GOAL
Lay out the records below as a numbered list, covering everything from the first line through the line holding "[181,340,243,404]", inclusive, and omitting any blank lines.
[Start PROVIDED DATA]
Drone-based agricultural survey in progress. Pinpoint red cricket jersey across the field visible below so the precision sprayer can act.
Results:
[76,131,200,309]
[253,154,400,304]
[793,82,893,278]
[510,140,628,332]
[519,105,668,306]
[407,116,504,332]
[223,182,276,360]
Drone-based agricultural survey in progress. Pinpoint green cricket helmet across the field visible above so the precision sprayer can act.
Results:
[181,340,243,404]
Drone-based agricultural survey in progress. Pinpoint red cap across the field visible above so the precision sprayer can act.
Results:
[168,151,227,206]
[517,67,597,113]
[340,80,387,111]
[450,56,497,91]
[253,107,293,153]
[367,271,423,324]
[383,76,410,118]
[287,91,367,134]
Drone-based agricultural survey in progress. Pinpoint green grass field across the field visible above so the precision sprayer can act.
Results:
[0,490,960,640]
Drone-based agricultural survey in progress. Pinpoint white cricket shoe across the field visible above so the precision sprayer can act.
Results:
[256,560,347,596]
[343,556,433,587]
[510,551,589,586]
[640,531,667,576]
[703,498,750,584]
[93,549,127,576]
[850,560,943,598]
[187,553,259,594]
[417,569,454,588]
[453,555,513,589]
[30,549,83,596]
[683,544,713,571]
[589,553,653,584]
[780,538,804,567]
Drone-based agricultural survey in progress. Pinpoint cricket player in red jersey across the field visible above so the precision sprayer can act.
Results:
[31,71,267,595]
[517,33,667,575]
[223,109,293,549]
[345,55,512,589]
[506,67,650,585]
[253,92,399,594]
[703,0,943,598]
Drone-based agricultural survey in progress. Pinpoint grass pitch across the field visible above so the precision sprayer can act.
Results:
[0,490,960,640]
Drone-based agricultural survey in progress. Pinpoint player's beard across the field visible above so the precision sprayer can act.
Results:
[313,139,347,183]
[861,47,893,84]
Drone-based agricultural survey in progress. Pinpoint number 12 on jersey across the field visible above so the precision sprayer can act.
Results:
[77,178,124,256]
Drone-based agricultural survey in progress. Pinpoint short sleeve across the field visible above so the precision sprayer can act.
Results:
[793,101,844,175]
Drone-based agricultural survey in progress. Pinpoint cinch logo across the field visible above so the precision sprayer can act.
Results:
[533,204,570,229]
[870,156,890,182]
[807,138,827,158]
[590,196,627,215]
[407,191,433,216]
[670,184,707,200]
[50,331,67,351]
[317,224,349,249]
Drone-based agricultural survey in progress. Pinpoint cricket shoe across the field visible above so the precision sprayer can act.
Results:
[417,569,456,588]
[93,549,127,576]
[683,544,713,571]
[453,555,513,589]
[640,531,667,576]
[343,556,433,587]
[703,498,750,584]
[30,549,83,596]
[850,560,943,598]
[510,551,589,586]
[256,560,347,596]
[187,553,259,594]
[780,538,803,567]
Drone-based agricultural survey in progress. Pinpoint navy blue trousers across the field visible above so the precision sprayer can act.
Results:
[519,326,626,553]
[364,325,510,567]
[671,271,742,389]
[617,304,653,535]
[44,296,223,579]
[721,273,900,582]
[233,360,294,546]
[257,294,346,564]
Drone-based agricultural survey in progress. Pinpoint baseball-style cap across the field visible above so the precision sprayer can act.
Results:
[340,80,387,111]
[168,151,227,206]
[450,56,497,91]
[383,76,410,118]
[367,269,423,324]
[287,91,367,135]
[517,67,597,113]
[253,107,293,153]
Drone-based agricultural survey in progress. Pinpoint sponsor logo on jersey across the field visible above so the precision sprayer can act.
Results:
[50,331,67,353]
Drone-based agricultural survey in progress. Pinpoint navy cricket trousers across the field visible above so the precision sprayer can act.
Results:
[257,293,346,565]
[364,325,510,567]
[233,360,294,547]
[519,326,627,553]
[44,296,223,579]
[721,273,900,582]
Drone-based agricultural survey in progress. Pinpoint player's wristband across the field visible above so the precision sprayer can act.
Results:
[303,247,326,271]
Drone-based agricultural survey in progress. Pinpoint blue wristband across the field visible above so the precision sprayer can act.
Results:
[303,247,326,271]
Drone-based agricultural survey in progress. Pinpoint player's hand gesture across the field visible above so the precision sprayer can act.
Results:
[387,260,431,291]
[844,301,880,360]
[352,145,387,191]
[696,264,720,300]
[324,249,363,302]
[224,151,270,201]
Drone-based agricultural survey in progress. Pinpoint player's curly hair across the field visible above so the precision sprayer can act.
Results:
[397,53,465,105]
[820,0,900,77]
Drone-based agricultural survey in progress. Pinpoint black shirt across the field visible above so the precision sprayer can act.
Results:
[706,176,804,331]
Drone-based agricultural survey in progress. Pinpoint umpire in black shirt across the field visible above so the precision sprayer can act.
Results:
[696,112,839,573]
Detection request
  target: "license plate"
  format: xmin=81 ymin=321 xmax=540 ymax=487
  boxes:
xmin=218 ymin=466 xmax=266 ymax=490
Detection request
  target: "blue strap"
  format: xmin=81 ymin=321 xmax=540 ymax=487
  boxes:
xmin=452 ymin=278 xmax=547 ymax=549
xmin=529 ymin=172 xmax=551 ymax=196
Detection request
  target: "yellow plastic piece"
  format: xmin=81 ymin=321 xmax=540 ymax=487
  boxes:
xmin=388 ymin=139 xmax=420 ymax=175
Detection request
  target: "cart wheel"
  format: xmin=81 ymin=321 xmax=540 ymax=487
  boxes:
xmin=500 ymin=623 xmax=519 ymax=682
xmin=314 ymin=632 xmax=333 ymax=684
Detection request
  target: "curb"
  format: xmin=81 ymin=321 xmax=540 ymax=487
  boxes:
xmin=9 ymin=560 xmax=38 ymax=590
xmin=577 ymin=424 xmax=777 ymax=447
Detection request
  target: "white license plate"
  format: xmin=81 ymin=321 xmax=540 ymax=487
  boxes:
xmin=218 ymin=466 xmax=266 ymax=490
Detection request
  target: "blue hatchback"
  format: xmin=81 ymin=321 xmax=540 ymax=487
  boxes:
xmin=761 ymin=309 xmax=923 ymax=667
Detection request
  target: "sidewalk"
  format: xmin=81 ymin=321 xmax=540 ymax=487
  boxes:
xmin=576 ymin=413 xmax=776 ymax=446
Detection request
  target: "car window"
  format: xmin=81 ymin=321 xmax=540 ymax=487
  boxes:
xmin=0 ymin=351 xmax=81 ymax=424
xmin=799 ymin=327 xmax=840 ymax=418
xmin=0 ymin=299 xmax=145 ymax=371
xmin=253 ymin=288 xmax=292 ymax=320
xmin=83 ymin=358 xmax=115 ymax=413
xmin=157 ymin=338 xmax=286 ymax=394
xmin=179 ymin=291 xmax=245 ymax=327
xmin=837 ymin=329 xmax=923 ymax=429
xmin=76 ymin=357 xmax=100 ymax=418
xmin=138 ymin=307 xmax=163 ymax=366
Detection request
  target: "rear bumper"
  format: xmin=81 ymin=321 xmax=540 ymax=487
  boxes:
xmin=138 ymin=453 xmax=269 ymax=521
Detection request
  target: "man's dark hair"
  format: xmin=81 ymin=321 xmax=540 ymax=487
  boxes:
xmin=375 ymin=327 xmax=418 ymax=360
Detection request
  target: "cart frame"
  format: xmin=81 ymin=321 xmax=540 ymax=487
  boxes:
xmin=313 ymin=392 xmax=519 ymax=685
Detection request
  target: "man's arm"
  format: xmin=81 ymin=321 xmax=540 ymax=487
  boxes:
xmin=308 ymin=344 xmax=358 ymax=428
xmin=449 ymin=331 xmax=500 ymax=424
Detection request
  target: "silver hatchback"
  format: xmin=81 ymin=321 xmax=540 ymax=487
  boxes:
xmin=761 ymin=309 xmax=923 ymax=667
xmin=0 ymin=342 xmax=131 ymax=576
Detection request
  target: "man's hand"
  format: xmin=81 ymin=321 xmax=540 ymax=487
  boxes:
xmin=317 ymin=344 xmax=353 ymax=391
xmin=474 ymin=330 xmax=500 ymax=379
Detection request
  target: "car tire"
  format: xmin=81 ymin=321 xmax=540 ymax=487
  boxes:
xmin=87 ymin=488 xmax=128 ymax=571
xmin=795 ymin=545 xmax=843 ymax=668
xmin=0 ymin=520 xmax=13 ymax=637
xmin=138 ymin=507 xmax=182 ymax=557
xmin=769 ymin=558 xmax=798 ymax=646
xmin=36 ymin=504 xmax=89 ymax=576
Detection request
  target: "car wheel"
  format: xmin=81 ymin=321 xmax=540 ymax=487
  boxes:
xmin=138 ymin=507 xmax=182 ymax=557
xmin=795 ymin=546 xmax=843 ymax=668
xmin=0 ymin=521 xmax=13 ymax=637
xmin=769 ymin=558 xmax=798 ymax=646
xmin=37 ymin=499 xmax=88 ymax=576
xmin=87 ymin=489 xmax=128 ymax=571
[End PROVIDED DATA]
ANSWER BELOW
1. Drone-based agricultural survey in progress. Pinpoint red cricket jersey across the field visible below so the precision sprayer can act.
2. Results:
3. [76,131,200,309]
4. [253,154,400,304]
5. [793,82,893,278]
6. [510,140,628,332]
7. [519,105,668,306]
8. [407,116,504,332]
9. [223,182,276,360]
10. Drone-based agricultural survey in progress. Pinpoint green cricket helmet across the field visible above so the precision sprayer can act.
11. Results:
12. [181,340,243,404]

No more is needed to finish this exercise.